* _Work to complete_: Counting with case taken into account, how many rows below contain the word "orange"? Reply with the number only.

* _Input data_:

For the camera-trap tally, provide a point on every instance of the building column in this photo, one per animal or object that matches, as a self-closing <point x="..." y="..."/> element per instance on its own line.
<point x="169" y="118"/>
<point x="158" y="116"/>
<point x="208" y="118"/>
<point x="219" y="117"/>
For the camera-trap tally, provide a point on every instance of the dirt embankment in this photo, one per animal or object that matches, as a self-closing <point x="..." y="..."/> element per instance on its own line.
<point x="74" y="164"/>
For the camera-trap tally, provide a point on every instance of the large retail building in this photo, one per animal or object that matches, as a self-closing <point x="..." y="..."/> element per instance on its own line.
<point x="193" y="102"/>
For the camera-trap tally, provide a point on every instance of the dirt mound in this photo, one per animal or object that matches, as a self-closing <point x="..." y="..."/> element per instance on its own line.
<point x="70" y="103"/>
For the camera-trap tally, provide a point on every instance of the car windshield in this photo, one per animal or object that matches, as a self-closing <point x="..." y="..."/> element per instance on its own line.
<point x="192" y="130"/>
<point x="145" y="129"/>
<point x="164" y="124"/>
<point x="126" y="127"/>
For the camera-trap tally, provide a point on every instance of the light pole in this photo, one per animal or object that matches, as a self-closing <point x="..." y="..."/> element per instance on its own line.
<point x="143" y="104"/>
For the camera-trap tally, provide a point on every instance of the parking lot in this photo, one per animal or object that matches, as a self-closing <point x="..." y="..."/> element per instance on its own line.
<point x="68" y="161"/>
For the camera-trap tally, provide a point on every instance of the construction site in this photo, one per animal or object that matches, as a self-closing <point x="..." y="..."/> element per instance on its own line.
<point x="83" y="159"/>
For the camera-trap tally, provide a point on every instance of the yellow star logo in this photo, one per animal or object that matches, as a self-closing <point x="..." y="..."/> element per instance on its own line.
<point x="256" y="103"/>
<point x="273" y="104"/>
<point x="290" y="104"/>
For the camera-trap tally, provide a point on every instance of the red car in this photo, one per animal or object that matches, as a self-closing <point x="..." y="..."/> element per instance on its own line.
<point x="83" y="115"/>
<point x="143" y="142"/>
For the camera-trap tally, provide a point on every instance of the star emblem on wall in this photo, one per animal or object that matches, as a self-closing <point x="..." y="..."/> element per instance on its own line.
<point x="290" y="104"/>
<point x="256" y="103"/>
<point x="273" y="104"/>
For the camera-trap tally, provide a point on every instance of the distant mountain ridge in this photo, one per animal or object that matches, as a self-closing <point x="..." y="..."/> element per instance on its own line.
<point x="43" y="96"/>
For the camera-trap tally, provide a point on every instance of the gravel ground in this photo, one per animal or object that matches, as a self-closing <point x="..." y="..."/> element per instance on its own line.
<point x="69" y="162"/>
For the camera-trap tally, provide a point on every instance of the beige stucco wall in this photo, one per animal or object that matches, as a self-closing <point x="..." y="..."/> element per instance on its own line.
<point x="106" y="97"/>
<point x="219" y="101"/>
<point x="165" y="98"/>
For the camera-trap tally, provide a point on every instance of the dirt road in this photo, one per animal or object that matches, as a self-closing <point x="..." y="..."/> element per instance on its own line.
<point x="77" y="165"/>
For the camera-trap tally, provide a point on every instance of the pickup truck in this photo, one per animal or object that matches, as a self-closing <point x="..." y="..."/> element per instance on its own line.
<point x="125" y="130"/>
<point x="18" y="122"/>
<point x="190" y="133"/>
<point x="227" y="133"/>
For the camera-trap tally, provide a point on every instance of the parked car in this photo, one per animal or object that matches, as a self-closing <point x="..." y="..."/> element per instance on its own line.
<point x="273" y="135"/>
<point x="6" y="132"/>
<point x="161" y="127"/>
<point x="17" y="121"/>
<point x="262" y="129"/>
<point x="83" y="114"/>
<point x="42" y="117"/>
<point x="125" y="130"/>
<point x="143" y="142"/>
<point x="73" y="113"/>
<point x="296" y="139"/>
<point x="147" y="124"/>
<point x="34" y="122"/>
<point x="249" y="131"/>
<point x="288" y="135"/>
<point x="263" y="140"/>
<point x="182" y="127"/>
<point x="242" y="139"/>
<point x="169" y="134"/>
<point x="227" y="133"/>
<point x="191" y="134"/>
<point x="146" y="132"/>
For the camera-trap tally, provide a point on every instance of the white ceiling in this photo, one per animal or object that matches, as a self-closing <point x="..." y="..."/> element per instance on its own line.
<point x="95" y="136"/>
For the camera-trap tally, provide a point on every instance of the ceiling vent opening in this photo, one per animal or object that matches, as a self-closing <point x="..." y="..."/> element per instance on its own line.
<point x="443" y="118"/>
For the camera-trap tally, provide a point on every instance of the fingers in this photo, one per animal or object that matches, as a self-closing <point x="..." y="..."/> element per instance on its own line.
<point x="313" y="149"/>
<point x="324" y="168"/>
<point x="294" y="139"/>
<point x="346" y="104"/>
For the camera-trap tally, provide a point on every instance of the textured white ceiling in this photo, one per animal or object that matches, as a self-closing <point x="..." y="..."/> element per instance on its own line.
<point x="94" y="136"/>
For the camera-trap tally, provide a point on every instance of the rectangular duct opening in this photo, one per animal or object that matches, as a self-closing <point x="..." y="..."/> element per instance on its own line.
==
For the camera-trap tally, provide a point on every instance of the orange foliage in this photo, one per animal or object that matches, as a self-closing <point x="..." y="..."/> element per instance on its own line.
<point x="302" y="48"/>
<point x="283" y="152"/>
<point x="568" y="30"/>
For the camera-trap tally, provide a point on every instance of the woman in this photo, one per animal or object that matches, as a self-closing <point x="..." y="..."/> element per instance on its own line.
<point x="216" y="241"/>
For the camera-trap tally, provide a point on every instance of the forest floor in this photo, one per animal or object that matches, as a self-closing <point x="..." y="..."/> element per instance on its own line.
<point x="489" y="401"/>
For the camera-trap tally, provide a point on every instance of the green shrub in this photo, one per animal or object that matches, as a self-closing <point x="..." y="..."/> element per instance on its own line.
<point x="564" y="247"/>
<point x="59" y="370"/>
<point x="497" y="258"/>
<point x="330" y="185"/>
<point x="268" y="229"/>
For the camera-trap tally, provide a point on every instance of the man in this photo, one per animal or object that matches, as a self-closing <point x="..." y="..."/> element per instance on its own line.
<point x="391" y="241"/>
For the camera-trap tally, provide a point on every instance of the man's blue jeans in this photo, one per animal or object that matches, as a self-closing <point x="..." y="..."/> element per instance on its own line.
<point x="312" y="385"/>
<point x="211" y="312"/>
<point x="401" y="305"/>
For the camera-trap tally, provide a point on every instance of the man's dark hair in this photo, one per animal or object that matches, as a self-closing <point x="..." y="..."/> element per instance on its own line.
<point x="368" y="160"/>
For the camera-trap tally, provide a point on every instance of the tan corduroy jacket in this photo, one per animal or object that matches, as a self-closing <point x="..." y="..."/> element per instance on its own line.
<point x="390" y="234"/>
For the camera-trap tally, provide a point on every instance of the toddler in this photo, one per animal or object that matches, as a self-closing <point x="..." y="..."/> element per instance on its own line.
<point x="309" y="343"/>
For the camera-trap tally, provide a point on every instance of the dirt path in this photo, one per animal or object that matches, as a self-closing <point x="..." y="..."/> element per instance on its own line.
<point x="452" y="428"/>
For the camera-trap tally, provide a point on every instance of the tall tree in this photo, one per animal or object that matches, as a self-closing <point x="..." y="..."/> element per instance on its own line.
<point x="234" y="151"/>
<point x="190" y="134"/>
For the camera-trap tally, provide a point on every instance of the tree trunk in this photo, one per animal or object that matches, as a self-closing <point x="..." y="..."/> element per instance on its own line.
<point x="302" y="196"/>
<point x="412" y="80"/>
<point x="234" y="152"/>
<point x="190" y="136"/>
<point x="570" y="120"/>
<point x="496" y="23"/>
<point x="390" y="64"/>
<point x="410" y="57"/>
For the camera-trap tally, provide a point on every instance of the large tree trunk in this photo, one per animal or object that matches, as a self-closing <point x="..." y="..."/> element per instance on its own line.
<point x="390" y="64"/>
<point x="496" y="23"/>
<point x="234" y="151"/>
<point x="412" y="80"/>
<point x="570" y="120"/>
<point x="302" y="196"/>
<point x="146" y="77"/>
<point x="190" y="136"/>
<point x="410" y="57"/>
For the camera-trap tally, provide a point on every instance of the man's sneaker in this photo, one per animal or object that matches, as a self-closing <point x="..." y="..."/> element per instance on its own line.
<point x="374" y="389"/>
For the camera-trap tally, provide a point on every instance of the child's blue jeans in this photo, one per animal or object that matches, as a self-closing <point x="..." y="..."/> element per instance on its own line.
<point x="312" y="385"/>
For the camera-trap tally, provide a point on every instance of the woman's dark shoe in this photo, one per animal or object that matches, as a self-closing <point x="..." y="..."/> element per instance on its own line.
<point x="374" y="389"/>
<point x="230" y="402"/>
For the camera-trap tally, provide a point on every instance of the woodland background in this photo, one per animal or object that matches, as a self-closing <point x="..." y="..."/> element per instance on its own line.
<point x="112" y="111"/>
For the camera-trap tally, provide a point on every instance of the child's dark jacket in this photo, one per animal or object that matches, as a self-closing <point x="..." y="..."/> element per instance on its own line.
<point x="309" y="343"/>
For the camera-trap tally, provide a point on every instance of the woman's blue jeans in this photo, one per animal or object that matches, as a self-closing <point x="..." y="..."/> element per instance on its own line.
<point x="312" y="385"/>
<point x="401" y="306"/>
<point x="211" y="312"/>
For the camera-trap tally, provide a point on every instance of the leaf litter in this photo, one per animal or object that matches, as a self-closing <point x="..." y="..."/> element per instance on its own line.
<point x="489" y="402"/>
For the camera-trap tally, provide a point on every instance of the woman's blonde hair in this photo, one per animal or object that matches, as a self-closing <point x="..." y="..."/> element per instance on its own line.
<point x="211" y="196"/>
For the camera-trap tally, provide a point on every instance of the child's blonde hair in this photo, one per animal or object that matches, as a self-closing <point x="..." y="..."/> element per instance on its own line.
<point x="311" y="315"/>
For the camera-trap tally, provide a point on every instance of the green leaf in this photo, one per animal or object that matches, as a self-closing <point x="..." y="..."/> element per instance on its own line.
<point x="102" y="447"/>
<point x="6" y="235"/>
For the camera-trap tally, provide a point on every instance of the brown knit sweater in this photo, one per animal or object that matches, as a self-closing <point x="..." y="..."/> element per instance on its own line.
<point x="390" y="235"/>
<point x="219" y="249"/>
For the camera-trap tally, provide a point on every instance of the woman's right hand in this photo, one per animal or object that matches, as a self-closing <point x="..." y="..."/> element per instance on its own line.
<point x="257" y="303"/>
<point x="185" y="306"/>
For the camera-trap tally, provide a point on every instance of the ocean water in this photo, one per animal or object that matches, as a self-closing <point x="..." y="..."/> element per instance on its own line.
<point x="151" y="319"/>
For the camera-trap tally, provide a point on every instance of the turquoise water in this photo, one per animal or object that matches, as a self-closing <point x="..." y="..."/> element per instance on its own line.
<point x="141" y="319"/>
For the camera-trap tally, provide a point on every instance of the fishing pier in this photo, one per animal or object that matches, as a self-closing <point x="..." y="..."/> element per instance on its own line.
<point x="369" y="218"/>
---
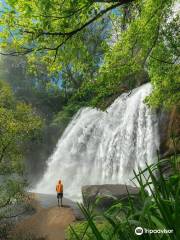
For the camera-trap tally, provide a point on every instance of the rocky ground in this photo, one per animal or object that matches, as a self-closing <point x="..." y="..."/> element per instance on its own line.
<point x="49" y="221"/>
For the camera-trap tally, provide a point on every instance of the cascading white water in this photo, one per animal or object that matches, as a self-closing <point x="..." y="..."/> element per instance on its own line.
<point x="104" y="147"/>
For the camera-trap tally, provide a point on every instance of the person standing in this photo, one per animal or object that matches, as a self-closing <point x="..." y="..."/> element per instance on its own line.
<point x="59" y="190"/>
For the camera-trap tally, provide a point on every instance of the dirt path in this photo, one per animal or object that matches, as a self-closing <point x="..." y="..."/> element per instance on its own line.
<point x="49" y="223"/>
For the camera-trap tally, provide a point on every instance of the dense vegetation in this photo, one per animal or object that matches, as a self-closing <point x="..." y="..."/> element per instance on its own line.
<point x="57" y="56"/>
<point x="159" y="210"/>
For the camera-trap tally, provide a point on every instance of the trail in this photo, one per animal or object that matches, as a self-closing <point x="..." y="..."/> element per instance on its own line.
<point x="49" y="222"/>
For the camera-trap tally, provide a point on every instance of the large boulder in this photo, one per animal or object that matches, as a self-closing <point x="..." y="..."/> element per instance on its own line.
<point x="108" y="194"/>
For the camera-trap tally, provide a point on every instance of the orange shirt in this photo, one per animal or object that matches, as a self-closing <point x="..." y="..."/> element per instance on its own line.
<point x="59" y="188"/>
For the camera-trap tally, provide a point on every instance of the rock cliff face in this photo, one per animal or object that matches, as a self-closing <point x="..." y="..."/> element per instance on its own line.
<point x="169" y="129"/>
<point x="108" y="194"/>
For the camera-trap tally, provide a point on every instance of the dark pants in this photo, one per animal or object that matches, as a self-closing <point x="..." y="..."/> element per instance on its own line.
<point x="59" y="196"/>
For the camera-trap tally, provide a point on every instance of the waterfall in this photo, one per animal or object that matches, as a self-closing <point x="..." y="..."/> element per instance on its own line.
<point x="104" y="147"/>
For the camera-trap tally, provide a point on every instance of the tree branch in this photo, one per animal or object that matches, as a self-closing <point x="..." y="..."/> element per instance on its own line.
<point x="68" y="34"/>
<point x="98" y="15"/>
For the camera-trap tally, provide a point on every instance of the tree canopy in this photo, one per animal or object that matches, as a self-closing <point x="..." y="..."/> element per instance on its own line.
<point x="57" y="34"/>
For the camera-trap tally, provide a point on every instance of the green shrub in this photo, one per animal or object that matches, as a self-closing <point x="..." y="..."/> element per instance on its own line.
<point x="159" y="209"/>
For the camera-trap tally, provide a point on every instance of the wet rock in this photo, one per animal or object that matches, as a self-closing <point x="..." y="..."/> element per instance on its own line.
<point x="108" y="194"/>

* _Answer to the exercise_: 2